> _SELECTED PASSAGE_:
★ ★ ★ ★ ★

When we talk about whether we're allowed to "fight back" against God or not, whether living by faith simply requires us to accept whatever we think He throws our way, this is hard for a lot of Christians. We've been raised on a doctrine that "God is in control" and "God does whatever He wants because He's wiser/smarter/stronger/more glorious than us." And we've been taught that we should just be thankful for that.
Besides, much like the Jews in the exile, we have this understanding that the King has signed these orders, that they are somehow official. It's an edict with His own mark on it. What can we do?
And while it's true that God is in control and that He can do whatever He wants, we must be a people - of faith - who hold even these understandings accountable to the heart that God has revealed to us from the very beginning, from the very first breath. We must hold the notion of God's control accountable to the truth of God's love.
I don't know what the Jews thought of the King. I don't know how much they even really knew about him. Maybe it was a surprise to them to see such an order signed with his ring. Maybe they were shocked that the king they thought they knew would sign off on something like this. Maybe it was completely out of character for what they understood of him.
Maybe there were whispers in the kingdom that Xerxes had lost his mind. That something was happening to the old man.
We get a little bit of a glimpse into the character of him when Esther talks about what it would take for her to be willing to go into his chamber and speak to him. There was a rule in the kingdom that no one came to the king without him calling them, and if they did, they were beholden to however he would respond. If he held out his scepter, he received them, and all was well. If he did not..., well, bad things would happen.
Esther said there was no way that she could go into the king; he hadn't summoned her. In fact, he hadn't summoned her in a long time. She might not even have been sure what was going on in the king's realm of things . The only thing she knew was that she was his wife and, at least at one point, he loved her. He probably still did.
Here's where we see a little bit of the king's heart. (Remember when I said that even minor characters have something to teach us? Here is a king who teaches us about God.) Esther, after three days of prayer and fasting, goes into his throne room, unsummoned. And what she finds there is not a king drunk on his own power who is offended by being disturbed.

★ ★ ★ ★ ★

> _INFORMATION SUPPLIED_:
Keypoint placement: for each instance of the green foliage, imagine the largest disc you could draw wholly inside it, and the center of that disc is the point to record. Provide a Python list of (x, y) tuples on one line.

★ ★ ★ ★ ★

> _LIST OF TASKS_:
1. List every sentence in the reflection on God's control that begins with the word "Maybe."
2. Reproduce word for word the part of the reflection on God's control starting at "When we talk" and ending at "What can we do?".
The listing isn't needed for either task.

> _SOLUTION SET_:
1.
- Maybe it was a surprise to them to see such an order signed with his ring.
- Maybe they were shocked that the king they thought they knew would sign off on something like this.
- Maybe it was completely out of character for what they understood of him.
- Maybe there were whispers in the kingdom that Xerxes had lost his mind.

2.
When we talk about whether we're allowed to "fight back" against God or not, whether living by faith simply requires us to accept whatever we think He throws our way, this is hard for a lot of Christians. We've been raised on a doctrine that "God is in control" and "God does whatever He wants because He's wiser/smarter/stronger/more glorious than us." And we've been taught that we should just be thankful for that.
Besides, much like the Jews in the exile, we have this understanding that the King has signed these orders, that they are somehow official. It's an edict with His own mark on it. What can we do?